* Exercise aim *
Copy the listing below line for line, with no changes at all.

* Excerpts of pointing data *
○ ○ ○ ○

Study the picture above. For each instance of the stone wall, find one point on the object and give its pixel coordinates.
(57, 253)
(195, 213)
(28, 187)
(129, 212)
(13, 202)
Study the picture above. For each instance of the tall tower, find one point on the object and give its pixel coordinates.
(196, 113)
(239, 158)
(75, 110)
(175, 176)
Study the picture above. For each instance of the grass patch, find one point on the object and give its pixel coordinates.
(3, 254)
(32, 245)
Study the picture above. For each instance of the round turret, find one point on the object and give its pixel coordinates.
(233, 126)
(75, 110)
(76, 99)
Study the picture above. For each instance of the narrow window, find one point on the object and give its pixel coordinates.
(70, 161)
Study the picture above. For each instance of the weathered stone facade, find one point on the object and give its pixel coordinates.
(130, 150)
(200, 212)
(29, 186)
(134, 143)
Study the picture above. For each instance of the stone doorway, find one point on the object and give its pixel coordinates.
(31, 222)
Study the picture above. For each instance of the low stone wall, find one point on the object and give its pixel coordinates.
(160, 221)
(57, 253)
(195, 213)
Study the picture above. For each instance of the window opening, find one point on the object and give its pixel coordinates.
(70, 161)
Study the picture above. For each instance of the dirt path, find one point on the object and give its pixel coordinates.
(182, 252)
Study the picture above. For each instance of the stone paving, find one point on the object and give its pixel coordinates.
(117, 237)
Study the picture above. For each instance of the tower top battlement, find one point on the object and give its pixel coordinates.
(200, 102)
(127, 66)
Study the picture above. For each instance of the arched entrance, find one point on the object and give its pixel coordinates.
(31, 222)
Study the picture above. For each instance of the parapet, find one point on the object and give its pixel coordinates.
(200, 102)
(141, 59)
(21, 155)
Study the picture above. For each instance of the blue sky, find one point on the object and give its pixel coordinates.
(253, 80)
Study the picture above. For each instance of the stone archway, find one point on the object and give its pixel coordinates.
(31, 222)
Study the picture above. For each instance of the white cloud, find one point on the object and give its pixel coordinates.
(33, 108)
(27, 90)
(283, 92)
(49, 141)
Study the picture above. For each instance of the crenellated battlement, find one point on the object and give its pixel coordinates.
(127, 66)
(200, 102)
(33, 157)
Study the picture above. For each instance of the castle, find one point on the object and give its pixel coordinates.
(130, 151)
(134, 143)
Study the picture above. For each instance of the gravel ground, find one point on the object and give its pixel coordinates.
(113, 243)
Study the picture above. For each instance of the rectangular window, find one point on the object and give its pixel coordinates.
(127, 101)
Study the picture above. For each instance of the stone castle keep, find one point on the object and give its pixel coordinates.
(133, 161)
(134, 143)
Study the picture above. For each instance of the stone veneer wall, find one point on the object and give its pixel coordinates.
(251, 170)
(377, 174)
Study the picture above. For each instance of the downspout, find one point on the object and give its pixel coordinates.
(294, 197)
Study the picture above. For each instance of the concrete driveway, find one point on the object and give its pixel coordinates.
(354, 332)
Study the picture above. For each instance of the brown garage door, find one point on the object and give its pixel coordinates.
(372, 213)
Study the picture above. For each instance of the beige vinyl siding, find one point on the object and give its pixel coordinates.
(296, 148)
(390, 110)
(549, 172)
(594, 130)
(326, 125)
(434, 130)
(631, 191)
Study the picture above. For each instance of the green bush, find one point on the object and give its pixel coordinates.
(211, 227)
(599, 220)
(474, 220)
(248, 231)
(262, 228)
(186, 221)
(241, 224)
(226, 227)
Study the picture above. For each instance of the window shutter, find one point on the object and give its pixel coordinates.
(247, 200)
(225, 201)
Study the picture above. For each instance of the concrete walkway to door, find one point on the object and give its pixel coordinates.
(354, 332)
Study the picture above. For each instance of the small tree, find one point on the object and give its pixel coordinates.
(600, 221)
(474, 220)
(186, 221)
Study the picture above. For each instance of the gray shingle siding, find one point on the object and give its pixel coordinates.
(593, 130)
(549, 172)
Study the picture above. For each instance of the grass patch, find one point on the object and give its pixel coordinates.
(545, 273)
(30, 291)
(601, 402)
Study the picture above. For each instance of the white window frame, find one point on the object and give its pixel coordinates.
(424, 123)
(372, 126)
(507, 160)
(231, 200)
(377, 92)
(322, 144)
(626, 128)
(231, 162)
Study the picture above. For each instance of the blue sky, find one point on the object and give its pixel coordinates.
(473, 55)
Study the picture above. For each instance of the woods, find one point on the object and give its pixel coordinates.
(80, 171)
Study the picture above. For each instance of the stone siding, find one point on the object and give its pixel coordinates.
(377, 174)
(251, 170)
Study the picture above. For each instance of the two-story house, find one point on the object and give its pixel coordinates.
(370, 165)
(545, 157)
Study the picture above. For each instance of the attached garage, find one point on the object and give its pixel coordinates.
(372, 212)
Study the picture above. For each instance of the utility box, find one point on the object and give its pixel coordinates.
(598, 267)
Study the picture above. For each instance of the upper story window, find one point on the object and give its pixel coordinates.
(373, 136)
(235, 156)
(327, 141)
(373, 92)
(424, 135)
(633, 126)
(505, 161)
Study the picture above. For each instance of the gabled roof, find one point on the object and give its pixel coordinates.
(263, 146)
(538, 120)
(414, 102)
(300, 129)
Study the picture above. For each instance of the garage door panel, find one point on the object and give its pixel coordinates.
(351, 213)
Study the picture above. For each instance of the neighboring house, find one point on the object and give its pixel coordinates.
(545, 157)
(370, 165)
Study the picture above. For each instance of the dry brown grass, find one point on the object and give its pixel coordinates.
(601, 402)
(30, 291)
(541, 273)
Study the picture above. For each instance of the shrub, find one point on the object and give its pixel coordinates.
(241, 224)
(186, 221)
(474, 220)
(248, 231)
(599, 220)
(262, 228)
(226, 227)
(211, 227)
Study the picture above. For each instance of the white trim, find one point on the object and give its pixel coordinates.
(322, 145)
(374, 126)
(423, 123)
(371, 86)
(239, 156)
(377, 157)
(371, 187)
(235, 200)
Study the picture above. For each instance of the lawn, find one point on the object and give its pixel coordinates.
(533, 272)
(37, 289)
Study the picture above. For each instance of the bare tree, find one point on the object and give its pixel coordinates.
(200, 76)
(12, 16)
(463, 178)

○ ○ ○ ○

* Answer to this exercise *
Study the picture above. For each instance of the stone wall, find one point on the object and give its pixel coordinates.
(57, 253)
(195, 213)
(28, 187)
(129, 212)
(13, 202)
Study the picture above. For each instance of the tall tower, find one point on the object and give its pixel coordinates.
(196, 113)
(239, 158)
(75, 110)
(175, 176)
Study the picture above. For each instance of the grass patch, find one point on the object and give its pixel coordinates.
(3, 254)
(32, 245)
Study the picture above. For each instance of the round turret, find one point on the object and give its pixel coordinates.
(233, 126)
(75, 110)
(76, 99)
Study the picture above. For each instance of the narrow window, find one point on the object and give its pixel coordinates.
(70, 161)
Study the picture above. For each instance of the weathered stone facade, find one point on the object and give its pixel coordinates.
(130, 150)
(200, 212)
(29, 186)
(134, 143)
Study the picture above. For each instance of the stone doorway, find one point on the object and give its pixel coordinates.
(31, 222)
Study the picture above. For each instance of the low stone wall, find one point on the object and give its pixel coordinates.
(160, 221)
(57, 253)
(195, 213)
Study the picture above. For each instance of the window opening, find one point on the object and give its pixel coordinates.
(70, 161)
Study the picture above. For each instance of the dirt path, find one point on the object and give its pixel coordinates.
(182, 252)
Study the picture above. For each instance of the stone paving, find one point on the object and give its pixel coordinates.
(117, 237)
Study the picture above. For each instance of the tower top battlement, find one point on the object and give its pixel coordinates.
(200, 102)
(127, 66)
Study the picture above. For each instance of the arched entrance, find one point on the object and give its pixel coordinates.
(31, 222)
Study the picture above. For each instance of the parapet, find one point on the object and give its pixel coordinates.
(200, 102)
(141, 59)
(21, 155)
Study the picture above. For each instance of the blue sky, find one point on the object and give its pixel coordinates.
(253, 80)
Study the picture above. For each instance of the stone archway, find one point on the object and give its pixel coordinates.
(31, 222)
Study the picture above. For each instance of the white cloud, find one point on the object and give its pixel coordinates.
(33, 108)
(27, 90)
(283, 92)
(49, 141)
Study the picture above. For each instance of the crenellated battlement, find one point on the object and give its pixel coordinates.
(127, 66)
(200, 102)
(33, 157)
Study the picture above. For each instance of the castle, find one point on the object and give its pixel coordinates.
(130, 151)
(134, 143)
Study the picture above. For each instance of the gravel ground, find one point on the object and give its pixel coordinates.
(113, 243)
Study the picture above. For each instance of the rectangular window, find one point on the object and give its pixel coordinates.
(127, 101)
Study the picture above. For each instance of the stone castle keep, find one point on the object and give its pixel coordinates.
(133, 161)
(134, 143)
Study the picture above. For each instance of the stone veneer wall, find one point on the object and give its pixel coordinates.
(251, 170)
(377, 174)
Study the picture above. For each instance of the downspout, find one point on the object and give its pixel coordinates.
(294, 197)
Study the picture above. For each instance of the concrete driveway, find one point on the object and give its pixel coordinates.
(354, 332)
Study the picture above. For each instance of the brown garage door, find one point on the object and give its pixel coordinates.
(372, 213)
Study the picture above. For each instance of the beige vinyl siding, find one point on the object and give its pixel coordinates.
(296, 148)
(390, 110)
(549, 172)
(594, 130)
(326, 125)
(434, 130)
(631, 191)
Study the picture above. For each instance of the green bush, find one point on the object and give its pixel coordinates.
(211, 227)
(599, 220)
(474, 220)
(248, 231)
(262, 228)
(186, 221)
(241, 224)
(226, 227)
Study the picture above. For each instance of the window shutter, find one point on the object and give its pixel coordinates.
(247, 200)
(225, 201)
Study the picture above. For each instance of the concrete walkway to door, find one point on the object and give its pixel coordinates.
(354, 332)
Study the picture above. For each instance of the small tree, find one point on the object and give its pixel coordinates.
(600, 221)
(474, 220)
(186, 221)
Study the picture above. For each instance of the gray shingle siding, find one point on the object and give its pixel coordinates.
(593, 130)
(549, 172)
Study the picture above. For each instance of the grass patch, find one point on the object and give its pixel coordinates.
(545, 273)
(30, 291)
(601, 402)
Study the picture above. For each instance of the white window frame, find one point on the object and give its pixel coordinates.
(424, 123)
(372, 126)
(507, 160)
(231, 200)
(377, 92)
(322, 144)
(626, 128)
(231, 162)
Study the picture above. For each instance of the blue sky, find one point on the object and give its pixel coordinates.
(473, 55)
Study the picture above. For each instance of the woods, find one point on the object and give its pixel coordinates.
(80, 171)
Study the picture above. For each instance of the stone siding, find one point on the object and give its pixel coordinates.
(377, 174)
(251, 170)
Study the picture above. For each instance of the two-story house, find one point on the object and give its pixel coordinates.
(370, 165)
(545, 157)
Study the picture above. For each instance of the attached garage, find one point on the object and give its pixel coordinates.
(372, 212)
Study the picture above. For each instance of the utility box, find one point on the object and give its pixel coordinates.
(598, 267)
Study the picture above. For each instance of the upper story window, find one point on the object and give its pixel coordinates.
(373, 136)
(235, 156)
(327, 141)
(373, 92)
(424, 135)
(633, 126)
(505, 161)
Study the picture above. For each instance of the gabled roof, find one point on the object and give its pixel coordinates.
(263, 146)
(538, 120)
(414, 102)
(300, 129)
Study the picture above. For each instance of the garage door panel, find one point on the object and give its pixel coordinates.
(351, 213)
Study the picture above. For each instance of the neighboring house, find one point on the object and give its pixel coordinates.
(545, 157)
(370, 165)
Study the picture above. For each instance of the dry brown grass, find one point on the object and give its pixel coordinates.
(601, 402)
(30, 291)
(541, 273)
Study the picture above. For each instance of the shrub, find one point on the object and give its pixel coordinates.
(241, 224)
(186, 221)
(474, 220)
(248, 231)
(599, 220)
(262, 228)
(226, 227)
(211, 227)
Study the picture above. For each instance of the white trim, find one point on the object and give its pixel coordinates.
(322, 145)
(374, 126)
(423, 123)
(371, 86)
(239, 156)
(377, 157)
(371, 187)
(235, 200)
Study the picture above. For each instance of the lawn, find one point on the object and give its pixel coordinates.
(533, 272)
(37, 289)
Study the picture above. For each instance of the bare tree, find one point on the object and give its pixel coordinates.
(200, 76)
(12, 16)
(463, 178)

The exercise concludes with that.